## WHAT YOU ARE ASKED TO DO:
Every line of the data must be copied exactly.

[LISTED RECORDS]

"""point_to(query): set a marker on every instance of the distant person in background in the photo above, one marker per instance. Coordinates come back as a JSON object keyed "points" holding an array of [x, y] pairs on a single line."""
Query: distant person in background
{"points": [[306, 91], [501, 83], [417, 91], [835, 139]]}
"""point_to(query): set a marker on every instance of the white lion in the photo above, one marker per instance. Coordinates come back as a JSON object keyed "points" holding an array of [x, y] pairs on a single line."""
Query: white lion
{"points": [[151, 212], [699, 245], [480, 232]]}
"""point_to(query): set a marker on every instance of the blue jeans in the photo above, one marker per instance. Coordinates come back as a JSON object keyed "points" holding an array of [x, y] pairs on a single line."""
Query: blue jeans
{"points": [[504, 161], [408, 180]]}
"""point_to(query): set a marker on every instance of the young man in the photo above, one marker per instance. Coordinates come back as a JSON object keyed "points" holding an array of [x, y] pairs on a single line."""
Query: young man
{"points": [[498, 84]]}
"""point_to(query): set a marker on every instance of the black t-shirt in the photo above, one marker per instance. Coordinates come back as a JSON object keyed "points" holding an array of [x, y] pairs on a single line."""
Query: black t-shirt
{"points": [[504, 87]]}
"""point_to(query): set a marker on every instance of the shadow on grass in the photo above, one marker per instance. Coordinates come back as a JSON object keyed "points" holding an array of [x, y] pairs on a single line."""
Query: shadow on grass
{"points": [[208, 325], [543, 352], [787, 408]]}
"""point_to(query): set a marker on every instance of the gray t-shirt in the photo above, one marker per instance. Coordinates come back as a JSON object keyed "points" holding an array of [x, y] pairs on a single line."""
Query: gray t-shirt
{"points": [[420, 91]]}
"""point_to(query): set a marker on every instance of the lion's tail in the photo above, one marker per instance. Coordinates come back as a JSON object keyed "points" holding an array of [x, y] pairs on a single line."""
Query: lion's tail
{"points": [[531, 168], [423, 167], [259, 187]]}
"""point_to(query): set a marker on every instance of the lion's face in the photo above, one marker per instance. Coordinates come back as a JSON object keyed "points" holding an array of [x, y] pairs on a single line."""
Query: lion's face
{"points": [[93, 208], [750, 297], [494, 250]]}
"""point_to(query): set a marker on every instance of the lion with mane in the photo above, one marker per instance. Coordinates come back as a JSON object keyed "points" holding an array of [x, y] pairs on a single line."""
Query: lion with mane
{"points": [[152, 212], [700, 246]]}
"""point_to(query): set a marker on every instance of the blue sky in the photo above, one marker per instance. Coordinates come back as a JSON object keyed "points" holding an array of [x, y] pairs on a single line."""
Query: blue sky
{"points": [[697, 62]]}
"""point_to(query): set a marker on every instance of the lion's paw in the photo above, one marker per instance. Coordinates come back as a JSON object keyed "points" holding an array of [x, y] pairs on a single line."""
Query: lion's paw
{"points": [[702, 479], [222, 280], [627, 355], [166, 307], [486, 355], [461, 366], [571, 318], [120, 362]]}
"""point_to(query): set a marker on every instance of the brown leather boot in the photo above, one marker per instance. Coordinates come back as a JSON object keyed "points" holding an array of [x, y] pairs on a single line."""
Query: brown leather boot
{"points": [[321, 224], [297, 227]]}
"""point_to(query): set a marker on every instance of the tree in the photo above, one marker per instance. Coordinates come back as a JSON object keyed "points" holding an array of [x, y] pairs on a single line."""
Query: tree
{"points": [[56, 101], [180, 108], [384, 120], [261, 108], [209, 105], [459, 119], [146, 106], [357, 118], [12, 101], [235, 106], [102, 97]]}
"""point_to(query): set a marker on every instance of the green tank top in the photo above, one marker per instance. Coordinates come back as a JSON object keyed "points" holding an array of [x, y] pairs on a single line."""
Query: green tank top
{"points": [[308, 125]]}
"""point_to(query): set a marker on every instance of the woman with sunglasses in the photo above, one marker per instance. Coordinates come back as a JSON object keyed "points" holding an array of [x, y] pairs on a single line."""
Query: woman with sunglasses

[/LISTED RECORDS]

## SOLUTION TO THE EXERCISE:
"""point_to(query): set a marker on every instance of the distant person in background in the photo above, one marker per instance. Coordinates come back as a JSON object keyed "points" holding an array of [x, y] pairs on a single line."""
Query: distant person in background
{"points": [[306, 91], [501, 83], [417, 91], [835, 139]]}
"""point_to(query): set a marker on every instance of the white lion in the photo above, one marker per instance. Coordinates come back as a JSON object keyed "points" holding an array of [x, y] pairs on a single line."""
Query: white lion
{"points": [[151, 212], [699, 245], [480, 232]]}
"""point_to(query): set a marker on every instance of the blue jeans in the photo above, one marker per instance. Coordinates come back as a JSON object keyed "points" holding an array of [x, y] pairs on a single line."""
Query: blue jeans
{"points": [[504, 161], [408, 180]]}
"""point_to(query): set a marker on every instance of the young man in the photo above, one marker per instance. Coordinates come back as a JSON object keyed "points" holding an array of [x, y] pairs on a single line."""
Query: young man
{"points": [[498, 84]]}
"""point_to(query): set a marker on every instance of the black t-shirt in the photo above, one marker per instance. Coordinates come back as a JSON object keyed "points" holding an array of [x, y] pairs on a single line."""
Query: black t-shirt
{"points": [[504, 87]]}
"""point_to(query): set a marker on every instance of the shadow on grass in the photo above, one marker per instance. Coordinates come back as a JSON object keyed "points" holding an array of [x, y] pairs on a single line."""
Query: shadow on grass
{"points": [[208, 325], [543, 352], [787, 408]]}
"""point_to(query): set a marker on every instance of the gray t-shirt in the photo above, one marker per instance. Coordinates come back as a JSON object keyed "points" holding an array of [x, y] pairs on a single line."""
Query: gray t-shirt
{"points": [[420, 91]]}
"""point_to(query): set a marker on every instance of the lion's tail in the photo above, one marker per instance. Coordinates come back as a JSON object keyed "points" holding an array of [x, y] pairs on a single line."""
Query: lion's tail
{"points": [[531, 168], [423, 167], [259, 187]]}
"""point_to(query): set a marker on every instance of the lion's face in the photo above, one marker per instance. Coordinates come back as a JSON object keyed "points" holding an array of [x, y] pairs on a single line."""
Query: lion's face
{"points": [[93, 208], [750, 297], [494, 250]]}
"""point_to(query): set a marker on every instance of the lion with mane in the photo above, one marker per instance. Coordinates come back as a JSON object keyed "points" holding an array of [x, y] pairs on a single line."""
Query: lion with mane
{"points": [[152, 212], [700, 246]]}
"""point_to(query): set a marker on every instance of the blue sky in the photo above, one marker per instance. Coordinates come back as a JSON object keyed "points" holding an array of [x, y] pairs on a single line."""
Query: blue sky
{"points": [[697, 62]]}
"""point_to(query): set a marker on every instance of the lion's paw in the photo above, one marker per instance. Coordinates come back as a JSON object keyed "points" holding an array of [x, y] pairs on a single line."""
Query: lion's paw
{"points": [[702, 479], [222, 280], [627, 355], [166, 307], [486, 355], [461, 366], [571, 318], [120, 362]]}
"""point_to(query): set a marker on every instance of the brown leather boot in the photo above, one marker per instance. Coordinates come back as a JSON object keyed "points" holding an array of [x, y] pairs on a single line."""
Query: brown leather boot
{"points": [[321, 224], [297, 227]]}
"""point_to(query): set a marker on every instance of the tree in the photo above, one marker per instance. Coordinates come back as a JSON object keyed "points" holding an array of [x, y] pairs on a single line."""
Query: tree
{"points": [[56, 101], [180, 108], [384, 120], [261, 108], [209, 105], [459, 119], [146, 106], [357, 118], [12, 101], [235, 106], [102, 97]]}
"""point_to(query): set a marker on every instance of the green tank top in the photo above, one marker per instance. Coordinates come back as a JSON object keyed "points" holding an array of [x, y] pairs on a single line."""
Query: green tank top
{"points": [[308, 125]]}
"""point_to(query): set a marker on every instance of the woman with sunglasses in the photo above, one marker per instance. Coordinates come back as a JSON object keyed "points" holding an array of [x, y] pairs on a single line."""
Query: woman with sunglasses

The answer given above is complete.